TEXT SECTION ->
◆ ◆ ◆ ◆ ◆ ◆ ◆

The Receiving End of Murder - This song is basically a big FU to our record label. We had a bad relationship over most of our contract with them. It was very hard to get one guy from Los Angeles, CA to see eye to eye with four guys from Tree Stump, WV. We got chewed up and spit out and the only real help we got was from bigger bands who dug our music and us as people. So this song was about the stifling we felt and how good it was going to be to breathe again.
A Residual Haunting - This song basically was spelling out in no uncertain terms the end of the band as we knew it. A residual haunting is a term for a ghost or apparition that gets caught in the fabric of time and plays itself out over and over again. We want our music to be like that. A snapshot in time that people can go to and get the same feeling again and again via our music. The last paragraph in the song basically lets everyone know that we were done… for now. Kinda like the end of a good trilogy.

RAY - “Oblivion…” has, like I said, a real “breath of fresh air” feel to it, like you’re taking a form of music that’s somewhat familiar and then stretching it, expounding upon it and basically raising it to some previously unreached plateau…sort of like chewing up a whole bunch of Altoids and then washing ‘em down with an ice cold drink all at once. In that sense, it reminds me of a disc from a few years ago by Orphaned Land called “Mabool.” I relish the fact that, even on repeated listens, I’m never completely prepared for it? Am I just babbling at this point?

OJ - Yes, sir… this sounds like babble. But if babble is in our favor than babble on! We appreciate all forms of positive reinforcement babble!

RAY - I notice from your myspace site that you just had a new baby, OJ. First off, congratulations to you and your wife. Secondly, does having children affect or influence the way you write, or how you consider your music in any sense? We (my wife and I) have 5 ourselves and I’ve had a completely different view on a lot of things since they came along.

◆ ◆ ◆ ◆ ◆ ◆ ◆

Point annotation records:
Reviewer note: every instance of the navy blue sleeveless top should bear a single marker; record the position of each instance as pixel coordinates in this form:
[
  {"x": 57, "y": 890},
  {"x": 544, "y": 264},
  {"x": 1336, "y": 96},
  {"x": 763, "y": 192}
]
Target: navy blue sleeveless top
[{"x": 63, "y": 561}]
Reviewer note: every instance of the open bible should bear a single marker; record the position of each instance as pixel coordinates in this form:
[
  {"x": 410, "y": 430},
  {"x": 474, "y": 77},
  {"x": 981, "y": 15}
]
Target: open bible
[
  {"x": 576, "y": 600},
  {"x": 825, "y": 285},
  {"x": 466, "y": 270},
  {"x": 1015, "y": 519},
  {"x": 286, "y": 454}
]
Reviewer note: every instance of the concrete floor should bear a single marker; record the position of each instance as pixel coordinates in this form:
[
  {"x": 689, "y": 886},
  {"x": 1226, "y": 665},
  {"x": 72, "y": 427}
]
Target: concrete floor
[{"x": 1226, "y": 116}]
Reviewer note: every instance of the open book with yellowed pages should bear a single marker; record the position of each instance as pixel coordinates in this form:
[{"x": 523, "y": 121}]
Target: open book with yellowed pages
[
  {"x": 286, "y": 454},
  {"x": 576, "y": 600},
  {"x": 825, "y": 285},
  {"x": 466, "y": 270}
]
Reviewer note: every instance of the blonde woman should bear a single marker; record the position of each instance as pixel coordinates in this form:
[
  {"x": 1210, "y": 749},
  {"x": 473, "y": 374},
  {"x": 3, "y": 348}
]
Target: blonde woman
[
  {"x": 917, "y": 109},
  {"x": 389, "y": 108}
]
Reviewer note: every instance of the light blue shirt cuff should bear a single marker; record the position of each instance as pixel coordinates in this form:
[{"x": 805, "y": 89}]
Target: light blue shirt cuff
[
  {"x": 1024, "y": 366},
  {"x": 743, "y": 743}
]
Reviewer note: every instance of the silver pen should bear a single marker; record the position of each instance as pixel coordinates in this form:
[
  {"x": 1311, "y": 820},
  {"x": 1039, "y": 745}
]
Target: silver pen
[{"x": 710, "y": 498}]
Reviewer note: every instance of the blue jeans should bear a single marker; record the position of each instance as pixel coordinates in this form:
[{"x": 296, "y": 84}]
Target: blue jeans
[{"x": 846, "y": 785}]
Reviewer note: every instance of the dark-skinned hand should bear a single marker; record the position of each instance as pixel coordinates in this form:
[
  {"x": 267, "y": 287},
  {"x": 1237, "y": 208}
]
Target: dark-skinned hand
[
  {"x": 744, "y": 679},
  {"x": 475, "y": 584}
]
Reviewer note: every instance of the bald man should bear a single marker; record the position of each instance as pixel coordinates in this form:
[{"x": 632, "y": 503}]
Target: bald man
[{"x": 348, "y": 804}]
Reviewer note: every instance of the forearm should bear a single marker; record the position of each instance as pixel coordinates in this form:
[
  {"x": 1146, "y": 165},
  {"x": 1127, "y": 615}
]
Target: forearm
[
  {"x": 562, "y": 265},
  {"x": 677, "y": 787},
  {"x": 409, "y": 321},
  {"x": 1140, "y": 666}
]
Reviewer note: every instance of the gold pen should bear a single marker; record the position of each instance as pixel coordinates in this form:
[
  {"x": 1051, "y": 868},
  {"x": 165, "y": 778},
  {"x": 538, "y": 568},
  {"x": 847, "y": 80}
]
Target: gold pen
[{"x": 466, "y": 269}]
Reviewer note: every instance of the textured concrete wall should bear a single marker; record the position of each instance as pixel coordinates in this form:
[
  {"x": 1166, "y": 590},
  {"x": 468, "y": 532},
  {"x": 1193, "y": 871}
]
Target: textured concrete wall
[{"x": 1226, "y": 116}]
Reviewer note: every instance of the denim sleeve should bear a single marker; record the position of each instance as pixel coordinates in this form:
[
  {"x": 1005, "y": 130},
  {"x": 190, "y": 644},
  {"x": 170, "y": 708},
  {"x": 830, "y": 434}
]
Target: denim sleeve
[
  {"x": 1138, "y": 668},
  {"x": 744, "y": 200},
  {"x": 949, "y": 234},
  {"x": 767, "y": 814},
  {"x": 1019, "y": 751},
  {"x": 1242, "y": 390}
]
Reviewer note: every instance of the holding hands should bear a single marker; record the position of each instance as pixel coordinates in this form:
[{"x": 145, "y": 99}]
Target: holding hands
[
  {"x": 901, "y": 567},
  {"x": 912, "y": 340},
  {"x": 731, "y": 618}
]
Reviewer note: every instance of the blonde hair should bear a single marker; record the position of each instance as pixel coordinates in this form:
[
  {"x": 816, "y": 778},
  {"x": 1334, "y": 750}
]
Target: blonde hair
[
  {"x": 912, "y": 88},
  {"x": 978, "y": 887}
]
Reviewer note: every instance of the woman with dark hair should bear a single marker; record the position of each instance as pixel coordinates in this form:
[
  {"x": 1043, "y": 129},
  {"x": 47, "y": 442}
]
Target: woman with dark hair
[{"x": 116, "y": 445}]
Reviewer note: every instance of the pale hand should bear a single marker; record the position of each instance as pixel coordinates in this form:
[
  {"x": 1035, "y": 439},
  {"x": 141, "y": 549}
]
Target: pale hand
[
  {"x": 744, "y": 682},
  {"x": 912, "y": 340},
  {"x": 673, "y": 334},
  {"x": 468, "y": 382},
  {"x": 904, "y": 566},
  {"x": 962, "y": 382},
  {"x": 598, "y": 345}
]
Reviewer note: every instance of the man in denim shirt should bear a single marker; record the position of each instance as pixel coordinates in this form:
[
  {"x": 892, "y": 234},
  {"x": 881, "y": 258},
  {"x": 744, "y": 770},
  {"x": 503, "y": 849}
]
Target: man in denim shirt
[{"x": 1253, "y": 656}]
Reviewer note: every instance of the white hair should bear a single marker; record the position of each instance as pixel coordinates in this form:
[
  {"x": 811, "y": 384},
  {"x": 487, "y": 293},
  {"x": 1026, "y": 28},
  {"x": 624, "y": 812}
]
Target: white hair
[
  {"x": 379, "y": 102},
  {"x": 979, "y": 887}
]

◆ ◆ ◆ ◆ ◆ ◆ ◆

WORK TO COMPLETE -> Output word for word the part of the interview that begins at the words "The Receiving End" and stops after "to breathe again.". The listing was taken from a source separate from the interview.

EXERCISE SOLUTION ->
The Receiving End of Murder - This song is basically a big FU to our record label. We had a bad relationship over most of our contract with them. It was very hard to get one guy from Los Angeles, CA to see eye to eye with four guys from Tree Stump, WV. We got chewed up and spit out and the only real help we got was from bigger bands who dug our music and us as people. So this song was about the stifling we felt and how good it was going to be to breathe again.